• Instruction:
Pick out every line in the rows below that contains the word "roof" and copy each of those lines.
(begin)
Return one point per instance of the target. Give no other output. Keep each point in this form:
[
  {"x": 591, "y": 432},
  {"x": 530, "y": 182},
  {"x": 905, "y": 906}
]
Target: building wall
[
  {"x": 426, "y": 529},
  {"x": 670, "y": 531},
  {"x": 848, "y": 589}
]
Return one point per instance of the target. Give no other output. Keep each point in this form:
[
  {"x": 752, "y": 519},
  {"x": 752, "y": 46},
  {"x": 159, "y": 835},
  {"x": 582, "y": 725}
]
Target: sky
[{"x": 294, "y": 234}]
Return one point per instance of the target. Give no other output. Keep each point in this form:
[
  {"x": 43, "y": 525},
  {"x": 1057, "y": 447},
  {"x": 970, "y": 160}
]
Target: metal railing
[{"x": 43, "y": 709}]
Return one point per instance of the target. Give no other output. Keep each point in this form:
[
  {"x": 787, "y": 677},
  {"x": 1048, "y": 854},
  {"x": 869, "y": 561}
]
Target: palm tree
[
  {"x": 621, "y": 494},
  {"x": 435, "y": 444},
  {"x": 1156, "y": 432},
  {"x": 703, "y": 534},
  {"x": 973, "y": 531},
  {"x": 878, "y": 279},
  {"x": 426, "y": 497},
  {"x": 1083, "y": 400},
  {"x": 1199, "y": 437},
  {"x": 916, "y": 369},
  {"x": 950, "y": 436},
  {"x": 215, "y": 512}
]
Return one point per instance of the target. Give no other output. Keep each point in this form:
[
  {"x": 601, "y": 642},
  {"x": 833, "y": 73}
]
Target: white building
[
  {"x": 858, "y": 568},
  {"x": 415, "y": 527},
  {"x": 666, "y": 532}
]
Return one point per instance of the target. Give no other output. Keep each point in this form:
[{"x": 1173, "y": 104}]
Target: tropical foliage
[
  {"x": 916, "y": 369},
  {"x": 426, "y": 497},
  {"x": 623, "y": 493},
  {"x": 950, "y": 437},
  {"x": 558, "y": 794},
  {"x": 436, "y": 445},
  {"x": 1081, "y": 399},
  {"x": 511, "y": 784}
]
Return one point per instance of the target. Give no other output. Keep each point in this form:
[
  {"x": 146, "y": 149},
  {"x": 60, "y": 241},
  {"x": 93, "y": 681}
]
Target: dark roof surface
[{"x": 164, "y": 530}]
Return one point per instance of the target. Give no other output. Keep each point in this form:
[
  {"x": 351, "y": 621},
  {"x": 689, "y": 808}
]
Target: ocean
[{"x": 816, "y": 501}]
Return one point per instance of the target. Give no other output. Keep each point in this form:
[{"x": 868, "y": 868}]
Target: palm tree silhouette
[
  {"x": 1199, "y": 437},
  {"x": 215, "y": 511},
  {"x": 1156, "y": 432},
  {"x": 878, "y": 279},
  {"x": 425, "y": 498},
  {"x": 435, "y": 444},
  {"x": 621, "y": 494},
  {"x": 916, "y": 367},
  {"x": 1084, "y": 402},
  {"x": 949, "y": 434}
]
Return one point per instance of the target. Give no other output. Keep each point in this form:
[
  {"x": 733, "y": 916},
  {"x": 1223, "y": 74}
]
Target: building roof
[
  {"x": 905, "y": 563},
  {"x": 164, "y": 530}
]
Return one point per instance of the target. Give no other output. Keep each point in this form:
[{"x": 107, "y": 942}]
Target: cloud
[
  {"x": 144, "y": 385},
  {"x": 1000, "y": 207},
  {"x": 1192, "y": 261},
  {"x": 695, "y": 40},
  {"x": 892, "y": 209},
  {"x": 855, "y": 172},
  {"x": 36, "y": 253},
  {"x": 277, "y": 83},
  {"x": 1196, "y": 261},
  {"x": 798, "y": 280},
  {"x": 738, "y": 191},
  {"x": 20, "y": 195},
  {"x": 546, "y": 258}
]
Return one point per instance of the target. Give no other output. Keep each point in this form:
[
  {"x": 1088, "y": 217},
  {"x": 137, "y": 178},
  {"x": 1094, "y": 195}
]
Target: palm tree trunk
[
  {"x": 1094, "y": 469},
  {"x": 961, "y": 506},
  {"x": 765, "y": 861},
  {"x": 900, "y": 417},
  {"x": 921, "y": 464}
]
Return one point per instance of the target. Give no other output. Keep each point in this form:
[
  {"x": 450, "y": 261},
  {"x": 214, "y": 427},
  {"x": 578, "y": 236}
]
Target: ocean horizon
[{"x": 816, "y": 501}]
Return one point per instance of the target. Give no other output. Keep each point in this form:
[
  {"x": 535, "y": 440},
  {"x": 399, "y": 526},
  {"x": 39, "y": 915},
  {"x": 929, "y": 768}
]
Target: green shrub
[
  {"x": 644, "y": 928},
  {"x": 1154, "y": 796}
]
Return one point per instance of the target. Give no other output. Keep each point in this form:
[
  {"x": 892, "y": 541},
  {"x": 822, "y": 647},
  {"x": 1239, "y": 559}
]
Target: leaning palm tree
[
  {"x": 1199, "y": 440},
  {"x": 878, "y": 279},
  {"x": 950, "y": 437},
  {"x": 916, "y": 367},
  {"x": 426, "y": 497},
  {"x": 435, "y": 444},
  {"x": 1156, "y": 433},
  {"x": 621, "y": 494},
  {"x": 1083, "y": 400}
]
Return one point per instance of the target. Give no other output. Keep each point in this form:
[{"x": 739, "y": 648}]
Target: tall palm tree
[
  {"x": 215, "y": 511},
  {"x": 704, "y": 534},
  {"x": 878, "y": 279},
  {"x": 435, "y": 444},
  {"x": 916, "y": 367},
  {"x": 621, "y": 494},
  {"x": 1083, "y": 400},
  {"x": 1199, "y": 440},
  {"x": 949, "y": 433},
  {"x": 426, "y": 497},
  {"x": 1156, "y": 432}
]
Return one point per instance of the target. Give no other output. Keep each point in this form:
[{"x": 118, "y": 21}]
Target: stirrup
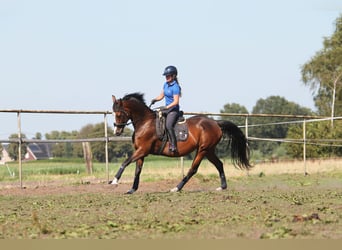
(end)
• Full response:
Target: dark roof surface
Target: building roof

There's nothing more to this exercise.